+++ ANGEZEIGTER TEXT +++

Tonnenschwer und endlos, Träger von Sesseln und kabinen, unverzichtbarer Bestandteil unseres Skivergnügens – all das sind die Stahlseile in Seilbahnen. Wie aber wird aus den Seilen mit zwei Enden ein Ring und wie kommen diese Schwergewichte in die Umlaufbahn?

Klaus Molidor
Klaus Molidor

Ohne Seilbahn kein wiederholtes Abfahrtsvergnügen beim Skifahren. Aber wie kommt denn eigentlich das schwere Seil hoch auf die Stützen und von Tal- zu Bergstation, dazu noch in einer Endlosversion? Bei Stützen, die bis zu 100 Meter hoch sind? Einfach einfädeln geht ja nicht, bei einem Gewicht von schon einmal 60 Tonnen. „Darum wird erst ein dünnes Seil aus Stahl oder Kunstfaser in die Stützen eingezogen“, erklärt Rudolf Beha, Projektleiter beim Seilbahnhersteller Leitner ropeways aus Südtirol. Am Ende dieses Seils hängt dann ein dickeres, das anschließend eingezogen wird. Vorseile nennt man diese, und bis zu vier immer dicker werdende Vorseile braucht es, bis dann das endgültige Seilbahnseil eingezogen wird. Das erste Vorseil wird noch mit dem Hubschrauber von Stütze zu Stütze weitergezogen. „Danach wird das Seil für einen Helikopter zu schwer und es kommen Winden zum Einsatz“, erklärt Beha.

+++

AUFGABENSTELLUNG
**a.** Prüfen Sie anhand des Textes über Seilbahnseile, ob die folgenden Aussagen zutreffen, und antworten Sie jeweils mit Ja oder Nein samt den ausschlaggebenden Worten im genauen Wortlaut: (i) Das erste Vorseil wird per Hubschrauber von Stütze zu Stütze gebracht. (ii) Bis zum endgültigen Seil werden bis zu sechs Vorseile benötigt. (iii) Leitner ropeways stammt aus Südtirol.
**b.** Was wird laut dem Text über Seilbahnseile eingesetzt, sobald das Seil für einen Helikopter zu schwer ist?
**c.** Setzen Sie den Text über Seilbahnseile im Anschluss an seinen letzten Satz fort.
Die Zeilen weiter unten sind eigenständiges Material und gehören nicht zum Text über Seilbahnseile.

+++ VORLIEGENDE DATEN +++

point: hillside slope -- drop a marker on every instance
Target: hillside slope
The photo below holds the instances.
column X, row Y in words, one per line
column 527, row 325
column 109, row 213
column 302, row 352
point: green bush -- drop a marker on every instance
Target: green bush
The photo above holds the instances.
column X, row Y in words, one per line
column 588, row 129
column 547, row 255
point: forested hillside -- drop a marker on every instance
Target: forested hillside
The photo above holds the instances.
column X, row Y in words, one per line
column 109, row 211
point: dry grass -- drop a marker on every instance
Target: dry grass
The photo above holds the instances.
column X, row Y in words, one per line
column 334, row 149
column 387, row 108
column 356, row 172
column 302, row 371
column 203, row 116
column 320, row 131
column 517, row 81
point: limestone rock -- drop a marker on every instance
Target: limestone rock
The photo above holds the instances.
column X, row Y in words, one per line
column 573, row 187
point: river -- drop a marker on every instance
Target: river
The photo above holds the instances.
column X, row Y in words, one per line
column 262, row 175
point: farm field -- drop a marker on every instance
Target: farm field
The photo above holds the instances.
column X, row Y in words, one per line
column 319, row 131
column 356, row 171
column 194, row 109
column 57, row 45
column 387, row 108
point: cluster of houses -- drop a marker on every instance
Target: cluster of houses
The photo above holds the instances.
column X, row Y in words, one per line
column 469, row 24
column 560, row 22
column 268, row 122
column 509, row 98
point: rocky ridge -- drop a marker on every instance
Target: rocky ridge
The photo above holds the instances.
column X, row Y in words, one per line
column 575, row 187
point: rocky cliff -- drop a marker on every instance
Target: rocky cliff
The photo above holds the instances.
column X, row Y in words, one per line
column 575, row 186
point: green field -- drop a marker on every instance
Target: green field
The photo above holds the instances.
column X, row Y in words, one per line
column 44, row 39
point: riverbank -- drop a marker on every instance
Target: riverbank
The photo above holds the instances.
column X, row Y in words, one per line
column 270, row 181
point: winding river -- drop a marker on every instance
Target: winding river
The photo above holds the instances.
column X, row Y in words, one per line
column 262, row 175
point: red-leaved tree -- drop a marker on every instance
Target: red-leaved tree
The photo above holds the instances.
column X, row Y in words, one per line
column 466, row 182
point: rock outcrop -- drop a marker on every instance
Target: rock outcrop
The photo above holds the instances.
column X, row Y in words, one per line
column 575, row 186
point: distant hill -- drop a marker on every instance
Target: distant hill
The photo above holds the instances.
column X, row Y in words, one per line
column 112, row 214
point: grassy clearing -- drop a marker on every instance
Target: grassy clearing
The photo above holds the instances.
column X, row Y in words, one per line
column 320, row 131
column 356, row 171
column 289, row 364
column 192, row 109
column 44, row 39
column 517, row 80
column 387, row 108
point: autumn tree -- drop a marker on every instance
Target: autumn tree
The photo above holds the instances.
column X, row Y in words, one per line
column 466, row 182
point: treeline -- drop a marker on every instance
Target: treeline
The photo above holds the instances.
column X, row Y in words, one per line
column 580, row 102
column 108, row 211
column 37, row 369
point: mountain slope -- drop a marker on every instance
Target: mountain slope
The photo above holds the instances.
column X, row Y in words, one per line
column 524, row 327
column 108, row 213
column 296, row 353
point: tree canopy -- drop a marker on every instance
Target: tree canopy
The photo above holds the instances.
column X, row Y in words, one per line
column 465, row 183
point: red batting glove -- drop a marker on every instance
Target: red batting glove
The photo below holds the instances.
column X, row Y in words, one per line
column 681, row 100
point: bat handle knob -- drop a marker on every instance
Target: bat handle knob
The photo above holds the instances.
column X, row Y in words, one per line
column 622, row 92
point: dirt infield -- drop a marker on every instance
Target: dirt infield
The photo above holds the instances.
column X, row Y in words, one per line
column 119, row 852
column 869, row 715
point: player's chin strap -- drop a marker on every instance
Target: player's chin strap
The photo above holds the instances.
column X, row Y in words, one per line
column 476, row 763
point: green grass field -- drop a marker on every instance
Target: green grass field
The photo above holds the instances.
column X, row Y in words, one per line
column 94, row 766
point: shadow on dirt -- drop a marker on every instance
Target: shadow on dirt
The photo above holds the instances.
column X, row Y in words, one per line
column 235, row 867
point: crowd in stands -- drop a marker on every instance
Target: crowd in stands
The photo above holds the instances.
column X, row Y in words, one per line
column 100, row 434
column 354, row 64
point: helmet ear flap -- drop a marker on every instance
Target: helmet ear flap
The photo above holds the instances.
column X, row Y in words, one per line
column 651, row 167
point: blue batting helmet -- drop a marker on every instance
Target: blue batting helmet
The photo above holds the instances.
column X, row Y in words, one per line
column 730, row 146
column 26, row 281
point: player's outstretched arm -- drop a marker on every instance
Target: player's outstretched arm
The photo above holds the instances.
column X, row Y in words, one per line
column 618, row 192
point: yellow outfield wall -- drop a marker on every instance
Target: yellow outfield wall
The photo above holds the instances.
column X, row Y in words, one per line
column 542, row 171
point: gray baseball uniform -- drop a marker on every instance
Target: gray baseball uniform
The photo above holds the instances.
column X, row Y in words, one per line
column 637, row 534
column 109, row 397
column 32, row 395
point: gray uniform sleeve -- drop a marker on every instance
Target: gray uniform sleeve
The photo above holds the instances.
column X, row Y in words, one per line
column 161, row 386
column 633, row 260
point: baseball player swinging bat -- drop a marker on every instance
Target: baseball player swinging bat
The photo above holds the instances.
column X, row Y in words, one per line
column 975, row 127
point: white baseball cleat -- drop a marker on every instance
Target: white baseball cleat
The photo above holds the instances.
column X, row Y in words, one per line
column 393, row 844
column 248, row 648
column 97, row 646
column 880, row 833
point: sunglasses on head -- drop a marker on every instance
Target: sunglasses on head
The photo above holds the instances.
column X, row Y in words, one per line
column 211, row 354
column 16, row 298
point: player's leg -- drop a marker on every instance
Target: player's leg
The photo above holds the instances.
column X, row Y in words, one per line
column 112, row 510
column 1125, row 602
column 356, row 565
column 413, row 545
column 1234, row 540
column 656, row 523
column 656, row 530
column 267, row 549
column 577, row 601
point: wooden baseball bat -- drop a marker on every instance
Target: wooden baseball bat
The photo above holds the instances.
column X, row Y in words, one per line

+++

ANTWORTEN JE AUFGABE
**a.**
(i) Ja: „Das erste Vorseil wird noch mit dem Hubschrauber von Stütze zu Stütze weitergezogen.“
(ii) Nein: „bis zu vier immer dicker werdende Vorseile braucht es“
(iii) Ja: „Seilbahnhersteller Leitner ropeways aus Südtirol“

**b.** Dann kommen Winden zum Einsatz.

**c.**
Immer muss dabei darauf geachtet werden, dass die Seile nicht auf der Erde liegen. Darum werden auf dem Boden Rollen aufgelegt, auf denen das Seil gelagert wird. In größerer Höhe lässt man das Seil dann zwischen den Stützen frei durchhängen. „Der Kontakt mit der Erde sollte komplett vermieden werden“, sagt Beha. „Das Seil ist leicht eingefettet und würde so sofort Sand aufnehmen, was dann zu Reibung führen würde.“ Im unwegsamen Gelände ist auch das Aufstellen der Winden ein Problem. Dafür gibt es zwei Lösungen. Die eine ist der Hubschrauber. „Dafür müssten die Winden aber zerlegt und an Ort und Stelle wieder aufgebaut werden, weil der Hubschrauber nicht viel tragen kann“, erklärt Experte Beha. Eher greift man zu der zweiten Variante, die da lautet: Materialseilbahn. Auch sehr aufwendig, aber dafür kann die Bahn größere Lasten transportieren. 

WIE KOMMT DAS SEIL IN DIE BAHN?

Der Seilzug auf das Matterhorn hat 6 Monate gedauert.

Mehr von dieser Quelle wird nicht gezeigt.